───── Dataset records

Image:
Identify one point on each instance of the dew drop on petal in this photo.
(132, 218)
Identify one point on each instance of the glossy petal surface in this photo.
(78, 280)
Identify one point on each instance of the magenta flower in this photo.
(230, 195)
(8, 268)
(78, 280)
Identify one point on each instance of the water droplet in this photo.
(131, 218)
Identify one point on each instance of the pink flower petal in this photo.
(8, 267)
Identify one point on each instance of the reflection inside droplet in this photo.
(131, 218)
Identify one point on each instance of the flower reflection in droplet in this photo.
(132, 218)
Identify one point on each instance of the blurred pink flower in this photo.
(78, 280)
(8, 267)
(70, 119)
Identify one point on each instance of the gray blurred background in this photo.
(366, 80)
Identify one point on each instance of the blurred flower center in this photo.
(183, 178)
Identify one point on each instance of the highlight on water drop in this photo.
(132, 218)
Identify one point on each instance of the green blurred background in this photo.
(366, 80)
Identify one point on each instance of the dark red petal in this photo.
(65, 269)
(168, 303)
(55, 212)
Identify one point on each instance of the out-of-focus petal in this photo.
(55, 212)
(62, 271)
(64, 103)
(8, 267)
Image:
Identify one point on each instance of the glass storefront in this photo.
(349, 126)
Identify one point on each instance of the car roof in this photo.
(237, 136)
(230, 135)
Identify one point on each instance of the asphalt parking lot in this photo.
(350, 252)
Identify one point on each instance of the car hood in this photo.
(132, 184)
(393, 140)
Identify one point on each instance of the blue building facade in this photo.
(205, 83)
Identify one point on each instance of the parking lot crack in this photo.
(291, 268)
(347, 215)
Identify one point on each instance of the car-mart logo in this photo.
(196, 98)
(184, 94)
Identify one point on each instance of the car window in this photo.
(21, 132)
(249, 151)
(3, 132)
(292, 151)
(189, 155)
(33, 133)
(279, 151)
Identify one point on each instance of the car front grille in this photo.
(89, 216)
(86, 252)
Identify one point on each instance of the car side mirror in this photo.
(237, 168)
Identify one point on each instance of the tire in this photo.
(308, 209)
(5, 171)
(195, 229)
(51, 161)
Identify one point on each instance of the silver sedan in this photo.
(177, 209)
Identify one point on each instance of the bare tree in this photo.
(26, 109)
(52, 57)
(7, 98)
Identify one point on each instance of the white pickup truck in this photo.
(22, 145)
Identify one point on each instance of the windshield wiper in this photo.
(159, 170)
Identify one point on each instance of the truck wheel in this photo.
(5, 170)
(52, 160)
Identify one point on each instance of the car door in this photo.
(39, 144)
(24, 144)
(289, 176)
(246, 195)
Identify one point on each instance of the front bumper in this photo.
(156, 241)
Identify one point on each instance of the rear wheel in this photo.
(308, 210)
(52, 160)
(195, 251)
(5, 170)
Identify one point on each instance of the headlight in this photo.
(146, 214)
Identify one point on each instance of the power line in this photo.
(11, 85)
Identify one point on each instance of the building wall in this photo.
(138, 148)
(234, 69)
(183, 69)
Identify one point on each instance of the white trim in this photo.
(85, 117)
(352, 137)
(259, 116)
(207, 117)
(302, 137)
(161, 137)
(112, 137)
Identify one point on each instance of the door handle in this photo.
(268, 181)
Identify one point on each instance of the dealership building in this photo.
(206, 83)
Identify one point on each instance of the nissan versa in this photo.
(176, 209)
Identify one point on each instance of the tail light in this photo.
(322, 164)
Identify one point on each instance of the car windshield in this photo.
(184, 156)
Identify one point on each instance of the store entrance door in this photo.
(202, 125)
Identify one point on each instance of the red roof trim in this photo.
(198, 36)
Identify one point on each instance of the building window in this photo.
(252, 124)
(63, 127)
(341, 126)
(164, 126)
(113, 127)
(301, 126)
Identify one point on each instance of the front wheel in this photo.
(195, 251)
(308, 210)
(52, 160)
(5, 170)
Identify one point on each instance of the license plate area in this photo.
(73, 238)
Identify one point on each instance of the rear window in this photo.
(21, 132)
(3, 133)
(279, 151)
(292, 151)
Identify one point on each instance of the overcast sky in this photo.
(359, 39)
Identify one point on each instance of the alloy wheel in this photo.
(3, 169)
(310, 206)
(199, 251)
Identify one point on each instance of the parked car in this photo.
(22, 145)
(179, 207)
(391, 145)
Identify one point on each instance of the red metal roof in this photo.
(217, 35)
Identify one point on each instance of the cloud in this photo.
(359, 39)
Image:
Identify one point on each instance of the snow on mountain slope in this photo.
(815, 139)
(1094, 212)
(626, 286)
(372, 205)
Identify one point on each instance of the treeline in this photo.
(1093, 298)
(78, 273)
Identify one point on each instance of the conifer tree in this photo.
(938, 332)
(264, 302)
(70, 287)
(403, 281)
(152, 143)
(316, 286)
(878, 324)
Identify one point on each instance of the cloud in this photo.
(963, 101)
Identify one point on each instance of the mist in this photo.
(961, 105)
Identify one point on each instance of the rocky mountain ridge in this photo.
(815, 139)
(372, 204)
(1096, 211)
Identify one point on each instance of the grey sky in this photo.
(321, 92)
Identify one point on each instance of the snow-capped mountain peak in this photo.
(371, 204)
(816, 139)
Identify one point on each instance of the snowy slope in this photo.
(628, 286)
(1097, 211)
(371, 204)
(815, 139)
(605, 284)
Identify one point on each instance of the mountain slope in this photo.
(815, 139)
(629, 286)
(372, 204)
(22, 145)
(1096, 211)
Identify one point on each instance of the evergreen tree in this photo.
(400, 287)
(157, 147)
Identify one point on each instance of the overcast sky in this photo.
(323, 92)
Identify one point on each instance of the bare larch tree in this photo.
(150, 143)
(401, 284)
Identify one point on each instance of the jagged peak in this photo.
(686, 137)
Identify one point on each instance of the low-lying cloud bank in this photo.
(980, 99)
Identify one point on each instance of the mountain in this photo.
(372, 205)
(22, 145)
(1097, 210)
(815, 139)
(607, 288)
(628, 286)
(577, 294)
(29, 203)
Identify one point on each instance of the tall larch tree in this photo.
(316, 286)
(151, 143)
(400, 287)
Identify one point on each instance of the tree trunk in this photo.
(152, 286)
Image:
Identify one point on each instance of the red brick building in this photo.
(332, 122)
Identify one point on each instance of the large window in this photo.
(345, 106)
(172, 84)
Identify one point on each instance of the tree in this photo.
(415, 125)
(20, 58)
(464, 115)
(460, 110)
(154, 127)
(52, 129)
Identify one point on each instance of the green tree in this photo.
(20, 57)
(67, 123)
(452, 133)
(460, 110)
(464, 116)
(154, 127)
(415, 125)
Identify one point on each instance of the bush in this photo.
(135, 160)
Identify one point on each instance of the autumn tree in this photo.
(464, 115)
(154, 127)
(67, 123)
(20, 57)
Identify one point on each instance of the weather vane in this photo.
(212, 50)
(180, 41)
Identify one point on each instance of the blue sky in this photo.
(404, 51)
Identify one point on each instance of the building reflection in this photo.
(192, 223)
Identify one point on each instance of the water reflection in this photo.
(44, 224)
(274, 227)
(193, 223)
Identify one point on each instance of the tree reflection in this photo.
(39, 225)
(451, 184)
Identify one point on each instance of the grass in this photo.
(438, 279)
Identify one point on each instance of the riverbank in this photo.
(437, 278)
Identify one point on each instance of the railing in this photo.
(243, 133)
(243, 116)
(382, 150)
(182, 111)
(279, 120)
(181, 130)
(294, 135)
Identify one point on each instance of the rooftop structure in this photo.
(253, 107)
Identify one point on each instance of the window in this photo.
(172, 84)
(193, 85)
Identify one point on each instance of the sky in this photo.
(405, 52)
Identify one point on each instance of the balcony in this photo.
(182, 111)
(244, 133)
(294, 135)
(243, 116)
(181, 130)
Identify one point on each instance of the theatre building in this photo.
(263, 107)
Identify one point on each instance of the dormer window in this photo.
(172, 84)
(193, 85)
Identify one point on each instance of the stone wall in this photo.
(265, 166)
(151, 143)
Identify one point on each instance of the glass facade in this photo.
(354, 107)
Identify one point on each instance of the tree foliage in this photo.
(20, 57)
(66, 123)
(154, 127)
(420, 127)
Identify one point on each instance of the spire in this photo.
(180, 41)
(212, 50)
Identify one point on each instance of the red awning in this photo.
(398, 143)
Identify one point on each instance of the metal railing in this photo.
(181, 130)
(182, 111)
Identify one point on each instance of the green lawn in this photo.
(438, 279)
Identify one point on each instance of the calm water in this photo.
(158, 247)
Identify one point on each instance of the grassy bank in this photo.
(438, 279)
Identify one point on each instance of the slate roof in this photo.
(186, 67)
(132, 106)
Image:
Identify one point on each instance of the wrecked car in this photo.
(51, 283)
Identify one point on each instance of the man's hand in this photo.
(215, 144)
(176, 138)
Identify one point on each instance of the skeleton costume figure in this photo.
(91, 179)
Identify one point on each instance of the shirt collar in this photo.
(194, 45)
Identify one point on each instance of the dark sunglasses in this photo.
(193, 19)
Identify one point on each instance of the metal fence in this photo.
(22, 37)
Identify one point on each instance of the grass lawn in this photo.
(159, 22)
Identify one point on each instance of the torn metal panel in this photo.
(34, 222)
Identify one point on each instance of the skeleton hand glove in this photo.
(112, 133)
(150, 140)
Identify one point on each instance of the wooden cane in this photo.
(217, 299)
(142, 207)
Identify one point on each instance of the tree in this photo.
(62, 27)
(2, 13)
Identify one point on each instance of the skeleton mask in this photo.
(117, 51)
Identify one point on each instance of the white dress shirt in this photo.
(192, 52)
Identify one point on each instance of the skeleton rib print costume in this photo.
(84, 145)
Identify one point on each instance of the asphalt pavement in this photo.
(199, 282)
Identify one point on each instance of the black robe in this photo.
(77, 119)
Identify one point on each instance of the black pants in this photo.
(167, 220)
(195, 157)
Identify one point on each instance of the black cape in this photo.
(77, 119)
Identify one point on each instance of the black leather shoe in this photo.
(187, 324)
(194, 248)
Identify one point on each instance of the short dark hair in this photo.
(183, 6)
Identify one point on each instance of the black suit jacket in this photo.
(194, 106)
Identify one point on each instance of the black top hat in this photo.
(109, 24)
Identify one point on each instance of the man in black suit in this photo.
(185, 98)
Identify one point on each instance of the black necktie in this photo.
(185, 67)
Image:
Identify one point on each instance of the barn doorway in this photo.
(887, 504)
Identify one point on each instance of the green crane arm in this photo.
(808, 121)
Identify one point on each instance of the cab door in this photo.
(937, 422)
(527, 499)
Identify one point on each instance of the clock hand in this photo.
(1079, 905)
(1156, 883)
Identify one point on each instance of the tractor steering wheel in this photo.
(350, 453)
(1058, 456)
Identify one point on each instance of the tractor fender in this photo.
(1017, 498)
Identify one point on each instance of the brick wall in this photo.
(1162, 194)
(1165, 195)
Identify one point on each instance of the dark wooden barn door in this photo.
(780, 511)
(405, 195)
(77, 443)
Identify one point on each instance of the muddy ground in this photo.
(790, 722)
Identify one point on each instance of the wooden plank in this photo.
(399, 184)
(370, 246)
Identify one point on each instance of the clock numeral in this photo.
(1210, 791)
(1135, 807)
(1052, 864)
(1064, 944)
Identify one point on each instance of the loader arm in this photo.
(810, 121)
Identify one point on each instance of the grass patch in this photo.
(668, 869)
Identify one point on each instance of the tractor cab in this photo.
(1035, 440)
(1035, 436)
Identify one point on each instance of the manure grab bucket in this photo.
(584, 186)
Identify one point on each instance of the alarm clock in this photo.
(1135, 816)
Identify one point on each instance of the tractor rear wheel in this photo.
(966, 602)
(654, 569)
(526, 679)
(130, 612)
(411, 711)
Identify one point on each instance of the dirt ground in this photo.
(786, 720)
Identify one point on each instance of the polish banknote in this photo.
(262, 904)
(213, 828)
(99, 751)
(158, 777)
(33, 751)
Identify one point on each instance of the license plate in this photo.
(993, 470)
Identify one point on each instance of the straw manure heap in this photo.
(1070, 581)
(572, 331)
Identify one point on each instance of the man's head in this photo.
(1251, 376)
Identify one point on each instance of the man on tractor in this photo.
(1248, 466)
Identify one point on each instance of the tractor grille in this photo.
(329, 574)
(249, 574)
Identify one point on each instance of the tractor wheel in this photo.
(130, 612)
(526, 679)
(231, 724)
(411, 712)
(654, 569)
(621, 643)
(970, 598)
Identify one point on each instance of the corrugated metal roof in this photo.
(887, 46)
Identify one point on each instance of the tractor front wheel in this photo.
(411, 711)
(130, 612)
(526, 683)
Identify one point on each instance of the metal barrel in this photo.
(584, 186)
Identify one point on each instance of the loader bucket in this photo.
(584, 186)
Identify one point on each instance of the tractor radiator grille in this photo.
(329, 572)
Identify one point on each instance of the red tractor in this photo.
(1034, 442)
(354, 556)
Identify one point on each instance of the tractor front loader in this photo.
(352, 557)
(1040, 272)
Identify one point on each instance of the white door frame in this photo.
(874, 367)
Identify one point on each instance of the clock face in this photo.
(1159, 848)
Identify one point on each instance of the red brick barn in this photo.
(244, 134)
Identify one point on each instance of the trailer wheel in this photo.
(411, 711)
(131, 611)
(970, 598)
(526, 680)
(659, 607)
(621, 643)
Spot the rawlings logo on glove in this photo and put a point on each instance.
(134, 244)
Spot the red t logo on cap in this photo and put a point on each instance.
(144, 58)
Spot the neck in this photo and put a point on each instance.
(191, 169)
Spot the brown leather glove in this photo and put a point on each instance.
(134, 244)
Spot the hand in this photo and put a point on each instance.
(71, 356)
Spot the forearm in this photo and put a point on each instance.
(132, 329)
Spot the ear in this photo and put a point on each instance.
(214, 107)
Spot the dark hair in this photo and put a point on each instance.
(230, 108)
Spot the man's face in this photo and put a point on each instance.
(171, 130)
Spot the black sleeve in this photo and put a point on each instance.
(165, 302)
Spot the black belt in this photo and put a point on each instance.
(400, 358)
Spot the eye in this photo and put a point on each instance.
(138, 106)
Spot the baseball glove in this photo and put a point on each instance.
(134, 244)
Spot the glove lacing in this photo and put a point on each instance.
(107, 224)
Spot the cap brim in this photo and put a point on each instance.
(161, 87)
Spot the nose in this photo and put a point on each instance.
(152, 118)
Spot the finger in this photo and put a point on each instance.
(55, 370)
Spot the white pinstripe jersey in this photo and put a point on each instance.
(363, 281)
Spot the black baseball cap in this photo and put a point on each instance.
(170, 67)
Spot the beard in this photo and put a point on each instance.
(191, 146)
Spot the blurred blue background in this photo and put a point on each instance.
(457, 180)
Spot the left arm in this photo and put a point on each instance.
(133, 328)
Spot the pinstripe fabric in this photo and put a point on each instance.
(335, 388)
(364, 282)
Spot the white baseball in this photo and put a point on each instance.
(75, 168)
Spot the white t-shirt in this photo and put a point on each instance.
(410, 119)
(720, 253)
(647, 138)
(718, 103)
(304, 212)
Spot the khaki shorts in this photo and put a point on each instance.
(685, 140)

──────────

About this task: Lines from the one containing "Spot the man's" to the end of the data are to be printed exactly, including the first and last.

Response area:
Spot the man's face in this photo and put a point on each instance.
(171, 130)
Spot the black sleeve in this photo and put a point on each instance.
(165, 302)
Spot the black belt in this photo and put a point on each instance.
(400, 358)
Spot the eye in this photo and put a point on each instance.
(138, 106)
Spot the baseball glove in this photo and put a point on each instance.
(134, 244)
Spot the glove lacing in this photo and put a point on each instance.
(107, 224)
Spot the cap brim in this photo and put a point on each instance.
(161, 87)
Spot the nose in this photo and put a point on each instance.
(152, 118)
Spot the finger in this photo and put a point on each instance.
(55, 370)
Spot the white pinstripe jersey in this photo and put a point on each instance.
(363, 281)
Spot the black baseball cap in this photo and put a point on each instance.
(170, 67)
Spot the beard in this photo and put a point on each instance.
(191, 146)
Spot the blurred blue background in this photo and put a point on each instance.
(457, 180)
Spot the left arm in this photo and put a point on each instance.
(133, 328)
Spot the pinstripe fabric in this photo and put a point on each instance.
(335, 388)
(364, 282)
Spot the white baseball in this photo and put a point on each instance.
(75, 168)
Spot the white t-shirt in this photo and put a point on each instance.
(410, 119)
(720, 253)
(647, 138)
(718, 103)
(304, 212)
Spot the khaki shorts in this photo and put a point on each instance.
(685, 140)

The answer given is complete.